• **SET TASK**: In the C code extract, what string does the clean_errno macro return when errno equals 0?

And here’s my dbg.h:

#ifndef __dbg_h__
#define __dbg_h__

#include <stdio.h>
#include <errno.h>
#include <string.h>

#ifdef NDEBUG
#define debug(M, ...)
#else
#define debug(M, ...) fprintf(stderr, "[DEBUG] %s:%d: " M "\n",\
        __FILE__, __LINE__, ##__VA_ARGS__)
#endif

#define clean_errno() (errno == 0 ? "None" : strerror(errno))

#define log_err(M, ...) fprintf(stderr,\
        "[ERROR] (%s:%d: errno: %s) " M "\n", __FILE__, __LINE__,\
        clean_errno(), ##__VA_ARGS__)

#define log_warn(M, ...) fprintf(stderr,\
        "[WARN] (%s:%d: errno: %s) " M "\n",\
        __FILE__, __LINE__, clean_errno(), ##__VA_ARGS__)

#define log_info(M, ...) fprintf(stderr, "[INFO] (%s:%d) " M "\n",\
        __FILE__, __LINE__, ##__VA_ARGS__)

#define check(A, M, ...) if(!(A)) {\
    log_err(M, ##__VA_ARGS__); errno=0; goto error; }

#define sentinel(M, ...)  { log_err(M, ##__VA_ARGS__);\
    errno=0; goto error; }

#define check_mem(A) check((A), "Out of memory.")

#define check_debug(A, M, ...) if(!(A)) { debug(M, ##__VA_ARGS__);\
    errno=0; goto error; }

#endif

And here’s my new input.c:

#include <stdio.h>
#include <stdlib.h>
#include <string.h>
#include "dbg.h"

#define MAX_SIZE 256

// To store data about strings found
// if and_args[i] is found, then and[i]
// in the struct is updated to 1
struct Data {
	int *and;
	int *or;
};

// What to find is given here
char *and_args[] = {"One", "Two"};
int and_size = 2;

char *or_args[] = {"Three", "Four"};
int or_size = 2;

struct Data *dat_create ()

Position annotation records:
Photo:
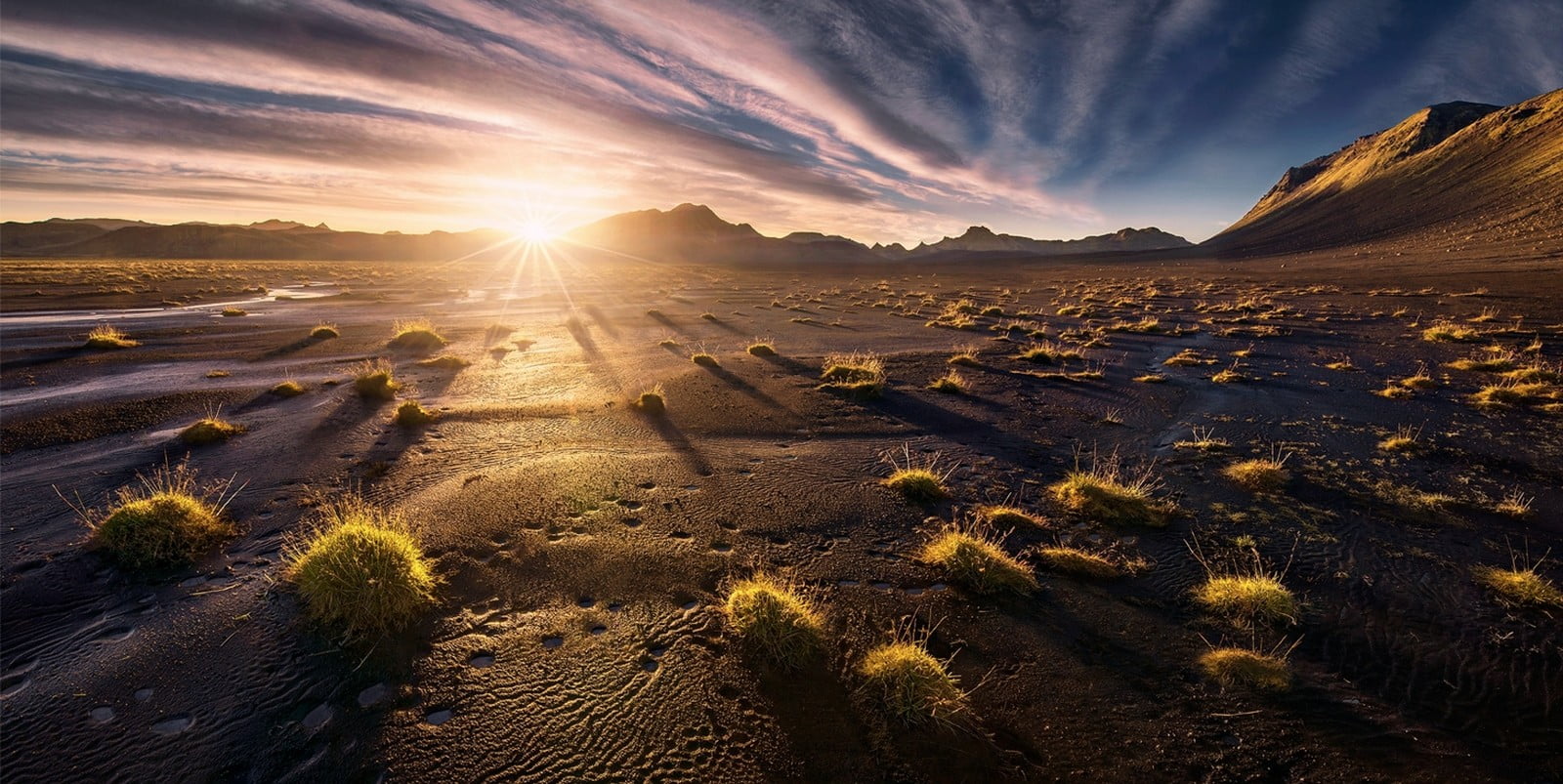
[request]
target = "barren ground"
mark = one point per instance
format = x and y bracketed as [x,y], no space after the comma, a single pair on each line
[582,546]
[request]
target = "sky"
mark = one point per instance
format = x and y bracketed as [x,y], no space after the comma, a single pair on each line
[882,120]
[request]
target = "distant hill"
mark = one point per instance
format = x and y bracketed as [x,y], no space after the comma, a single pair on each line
[688,233]
[984,241]
[1450,175]
[696,233]
[270,239]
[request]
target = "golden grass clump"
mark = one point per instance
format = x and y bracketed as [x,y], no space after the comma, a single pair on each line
[1451,333]
[210,430]
[1077,562]
[375,380]
[359,570]
[106,336]
[911,682]
[1229,377]
[916,484]
[416,335]
[164,522]
[288,390]
[976,559]
[1255,596]
[653,400]
[1518,586]
[1404,439]
[1510,393]
[1051,353]
[1109,495]
[950,383]
[447,362]
[774,619]
[413,414]
[857,375]
[1008,517]
[1245,667]
[1258,475]
[1495,359]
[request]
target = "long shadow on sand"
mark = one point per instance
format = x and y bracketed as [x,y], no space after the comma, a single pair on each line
[596,359]
[680,444]
[288,349]
[749,390]
[950,424]
[601,319]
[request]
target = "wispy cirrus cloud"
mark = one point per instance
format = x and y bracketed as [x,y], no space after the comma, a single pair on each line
[882,120]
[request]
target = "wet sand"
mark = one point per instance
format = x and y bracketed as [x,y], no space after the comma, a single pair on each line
[582,546]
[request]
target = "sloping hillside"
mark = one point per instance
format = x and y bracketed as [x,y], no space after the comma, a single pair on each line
[1450,177]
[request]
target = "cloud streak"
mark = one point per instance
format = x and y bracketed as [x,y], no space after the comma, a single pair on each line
[880,120]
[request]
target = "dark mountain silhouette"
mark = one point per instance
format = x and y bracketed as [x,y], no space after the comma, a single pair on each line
[205,241]
[696,233]
[1451,175]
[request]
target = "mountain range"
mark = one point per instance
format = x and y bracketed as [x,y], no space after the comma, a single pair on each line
[1448,177]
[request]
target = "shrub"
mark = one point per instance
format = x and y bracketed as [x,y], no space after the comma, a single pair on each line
[1518,586]
[653,401]
[447,362]
[375,380]
[1245,667]
[359,570]
[288,390]
[411,414]
[911,684]
[1258,475]
[210,430]
[976,559]
[774,619]
[966,358]
[164,522]
[1077,562]
[857,375]
[1109,495]
[1049,353]
[416,335]
[1450,331]
[916,484]
[106,336]
[950,383]
[1255,596]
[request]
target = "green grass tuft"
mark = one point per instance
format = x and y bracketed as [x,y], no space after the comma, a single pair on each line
[774,619]
[106,336]
[210,430]
[359,570]
[416,335]
[164,522]
[976,559]
[911,684]
[1245,667]
[375,380]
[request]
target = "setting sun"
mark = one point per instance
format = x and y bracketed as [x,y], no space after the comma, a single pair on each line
[536,233]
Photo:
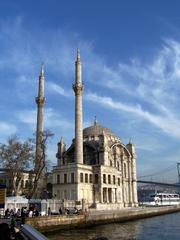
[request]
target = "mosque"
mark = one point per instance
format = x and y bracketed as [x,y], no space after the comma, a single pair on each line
[98,167]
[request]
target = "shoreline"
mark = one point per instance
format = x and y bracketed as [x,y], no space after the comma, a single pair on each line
[48,224]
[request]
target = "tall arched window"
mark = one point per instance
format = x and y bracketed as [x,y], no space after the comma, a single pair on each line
[58,178]
[118,166]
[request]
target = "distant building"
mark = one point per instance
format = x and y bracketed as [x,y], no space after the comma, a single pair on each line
[97,168]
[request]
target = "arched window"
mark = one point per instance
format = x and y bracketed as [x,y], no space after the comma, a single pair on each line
[22,183]
[26,184]
[58,178]
[96,178]
[118,166]
[81,177]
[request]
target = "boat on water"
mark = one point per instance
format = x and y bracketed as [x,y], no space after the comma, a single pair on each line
[163,199]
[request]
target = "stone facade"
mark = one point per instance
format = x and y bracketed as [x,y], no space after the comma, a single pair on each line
[97,167]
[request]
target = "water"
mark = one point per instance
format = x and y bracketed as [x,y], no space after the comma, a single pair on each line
[156,228]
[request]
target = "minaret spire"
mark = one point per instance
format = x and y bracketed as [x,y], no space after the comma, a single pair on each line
[40,101]
[78,88]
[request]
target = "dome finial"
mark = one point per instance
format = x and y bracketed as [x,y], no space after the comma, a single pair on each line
[95,120]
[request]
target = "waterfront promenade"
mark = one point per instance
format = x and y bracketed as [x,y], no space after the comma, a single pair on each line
[94,217]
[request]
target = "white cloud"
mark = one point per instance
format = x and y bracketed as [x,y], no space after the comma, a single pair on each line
[7,129]
[55,88]
[167,123]
[52,119]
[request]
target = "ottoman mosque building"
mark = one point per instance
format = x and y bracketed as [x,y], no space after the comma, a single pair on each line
[98,167]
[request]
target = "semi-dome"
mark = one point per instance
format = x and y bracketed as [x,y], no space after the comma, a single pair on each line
[97,130]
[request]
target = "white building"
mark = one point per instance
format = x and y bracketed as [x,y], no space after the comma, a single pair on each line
[97,167]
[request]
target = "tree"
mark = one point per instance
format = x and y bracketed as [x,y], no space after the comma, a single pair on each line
[16,157]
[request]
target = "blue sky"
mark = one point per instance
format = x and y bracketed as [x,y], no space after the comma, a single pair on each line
[130,52]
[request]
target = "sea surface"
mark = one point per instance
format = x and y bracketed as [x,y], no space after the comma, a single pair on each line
[161,227]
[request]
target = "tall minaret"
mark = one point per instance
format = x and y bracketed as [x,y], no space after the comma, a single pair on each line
[40,100]
[78,88]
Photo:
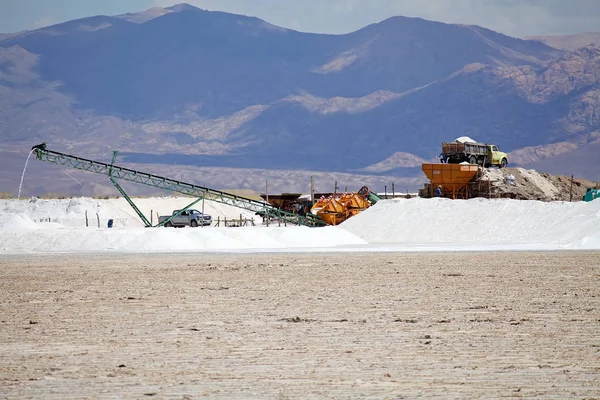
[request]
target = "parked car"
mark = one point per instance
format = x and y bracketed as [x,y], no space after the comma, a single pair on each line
[191,218]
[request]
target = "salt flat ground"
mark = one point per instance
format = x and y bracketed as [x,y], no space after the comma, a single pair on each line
[340,325]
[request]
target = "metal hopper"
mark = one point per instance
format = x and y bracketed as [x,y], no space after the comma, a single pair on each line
[453,178]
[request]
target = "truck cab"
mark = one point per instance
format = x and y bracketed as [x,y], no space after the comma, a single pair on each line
[498,157]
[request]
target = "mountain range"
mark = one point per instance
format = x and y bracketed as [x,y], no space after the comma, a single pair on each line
[185,86]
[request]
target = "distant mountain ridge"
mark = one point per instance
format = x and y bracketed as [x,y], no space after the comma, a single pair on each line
[185,85]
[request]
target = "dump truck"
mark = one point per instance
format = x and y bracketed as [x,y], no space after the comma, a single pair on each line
[191,218]
[474,153]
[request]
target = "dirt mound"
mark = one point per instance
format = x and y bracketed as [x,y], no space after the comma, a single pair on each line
[520,183]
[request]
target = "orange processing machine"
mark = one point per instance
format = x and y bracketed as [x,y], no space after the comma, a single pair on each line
[453,179]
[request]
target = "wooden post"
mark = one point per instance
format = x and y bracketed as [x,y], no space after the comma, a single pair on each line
[571,190]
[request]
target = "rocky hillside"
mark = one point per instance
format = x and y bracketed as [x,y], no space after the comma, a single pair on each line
[569,42]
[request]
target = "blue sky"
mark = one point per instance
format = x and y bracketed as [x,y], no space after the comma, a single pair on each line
[513,17]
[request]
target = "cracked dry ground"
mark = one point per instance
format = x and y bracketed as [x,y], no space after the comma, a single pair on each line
[379,325]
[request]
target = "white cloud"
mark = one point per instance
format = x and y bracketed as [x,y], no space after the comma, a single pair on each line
[513,17]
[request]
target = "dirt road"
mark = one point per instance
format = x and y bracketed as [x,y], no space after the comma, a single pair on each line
[280,326]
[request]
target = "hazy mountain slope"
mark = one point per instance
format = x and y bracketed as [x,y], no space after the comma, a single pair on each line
[569,42]
[188,86]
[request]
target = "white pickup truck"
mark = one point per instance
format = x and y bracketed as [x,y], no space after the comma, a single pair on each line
[191,218]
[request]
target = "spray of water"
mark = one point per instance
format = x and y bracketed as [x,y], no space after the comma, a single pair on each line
[23,174]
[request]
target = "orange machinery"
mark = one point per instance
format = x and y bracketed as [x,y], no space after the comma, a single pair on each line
[335,209]
[453,178]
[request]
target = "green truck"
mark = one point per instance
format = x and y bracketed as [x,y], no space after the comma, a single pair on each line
[474,153]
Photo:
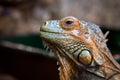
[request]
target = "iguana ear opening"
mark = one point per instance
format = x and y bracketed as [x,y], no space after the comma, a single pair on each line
[98,59]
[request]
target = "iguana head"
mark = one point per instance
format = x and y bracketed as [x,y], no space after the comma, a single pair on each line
[80,48]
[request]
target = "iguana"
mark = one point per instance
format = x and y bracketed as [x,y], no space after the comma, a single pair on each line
[81,50]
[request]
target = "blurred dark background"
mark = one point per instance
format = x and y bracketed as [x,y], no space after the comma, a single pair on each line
[22,55]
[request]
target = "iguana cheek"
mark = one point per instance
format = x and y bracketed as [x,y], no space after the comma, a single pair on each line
[75,32]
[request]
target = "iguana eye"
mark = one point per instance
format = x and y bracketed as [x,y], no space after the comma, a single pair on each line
[85,57]
[69,23]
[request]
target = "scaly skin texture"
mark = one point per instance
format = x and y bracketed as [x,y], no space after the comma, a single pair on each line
[81,50]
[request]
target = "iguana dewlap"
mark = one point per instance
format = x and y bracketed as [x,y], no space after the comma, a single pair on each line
[81,50]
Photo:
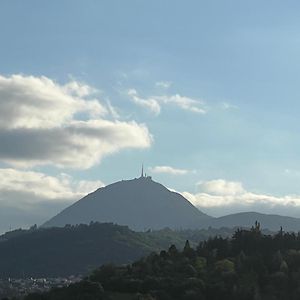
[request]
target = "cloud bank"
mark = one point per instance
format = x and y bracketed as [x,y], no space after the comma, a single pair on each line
[154,103]
[43,122]
[217,196]
[168,170]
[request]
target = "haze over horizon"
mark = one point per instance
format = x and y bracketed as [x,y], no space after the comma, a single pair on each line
[204,94]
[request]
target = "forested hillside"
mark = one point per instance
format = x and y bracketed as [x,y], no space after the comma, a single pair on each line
[81,248]
[248,266]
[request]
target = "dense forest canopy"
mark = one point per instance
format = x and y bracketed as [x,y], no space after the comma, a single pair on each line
[250,265]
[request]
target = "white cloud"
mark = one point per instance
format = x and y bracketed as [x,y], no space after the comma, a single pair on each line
[221,193]
[163,84]
[183,102]
[228,106]
[149,103]
[39,187]
[221,187]
[42,122]
[154,103]
[168,170]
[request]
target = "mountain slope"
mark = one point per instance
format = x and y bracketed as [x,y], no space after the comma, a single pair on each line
[139,203]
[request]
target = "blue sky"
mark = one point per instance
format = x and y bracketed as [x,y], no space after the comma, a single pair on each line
[238,62]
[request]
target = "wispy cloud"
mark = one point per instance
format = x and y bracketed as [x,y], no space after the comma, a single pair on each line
[168,170]
[32,187]
[154,103]
[43,122]
[222,193]
[163,84]
[149,103]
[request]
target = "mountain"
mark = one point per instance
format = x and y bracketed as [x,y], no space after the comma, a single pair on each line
[247,219]
[140,204]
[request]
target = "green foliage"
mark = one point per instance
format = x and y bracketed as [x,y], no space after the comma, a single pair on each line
[79,249]
[249,266]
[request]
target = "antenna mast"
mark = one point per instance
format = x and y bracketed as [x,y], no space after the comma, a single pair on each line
[142,175]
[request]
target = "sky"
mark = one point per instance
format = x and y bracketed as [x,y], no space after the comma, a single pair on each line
[205,94]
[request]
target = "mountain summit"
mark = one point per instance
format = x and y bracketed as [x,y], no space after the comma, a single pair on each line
[139,203]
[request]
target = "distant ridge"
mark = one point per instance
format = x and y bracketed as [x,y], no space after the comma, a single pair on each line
[139,203]
[247,219]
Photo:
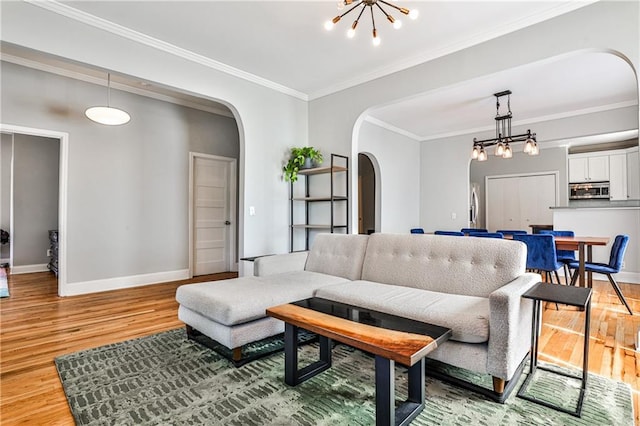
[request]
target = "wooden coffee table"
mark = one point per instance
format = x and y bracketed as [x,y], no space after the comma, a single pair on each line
[390,338]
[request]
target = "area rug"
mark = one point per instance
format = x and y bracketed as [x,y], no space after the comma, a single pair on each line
[167,379]
[4,287]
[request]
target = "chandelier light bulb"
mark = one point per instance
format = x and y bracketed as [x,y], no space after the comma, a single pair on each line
[369,6]
[508,153]
[475,152]
[535,150]
[376,39]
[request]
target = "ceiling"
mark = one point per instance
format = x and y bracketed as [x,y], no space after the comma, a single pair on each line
[282,44]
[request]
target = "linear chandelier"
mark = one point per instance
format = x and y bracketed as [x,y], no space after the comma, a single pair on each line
[362,5]
[504,137]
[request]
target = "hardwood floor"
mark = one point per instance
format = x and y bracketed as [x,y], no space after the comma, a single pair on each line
[37,325]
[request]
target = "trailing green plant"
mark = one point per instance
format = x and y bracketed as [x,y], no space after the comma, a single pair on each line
[297,161]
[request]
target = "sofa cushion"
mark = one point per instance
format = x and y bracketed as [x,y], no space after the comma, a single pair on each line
[239,300]
[466,316]
[454,265]
[338,254]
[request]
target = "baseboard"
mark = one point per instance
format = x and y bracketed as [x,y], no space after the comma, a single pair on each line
[28,269]
[117,283]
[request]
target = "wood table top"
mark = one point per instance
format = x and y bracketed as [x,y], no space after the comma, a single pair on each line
[347,325]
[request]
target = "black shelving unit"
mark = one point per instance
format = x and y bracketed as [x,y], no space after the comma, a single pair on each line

• **SOLUTION**: "None"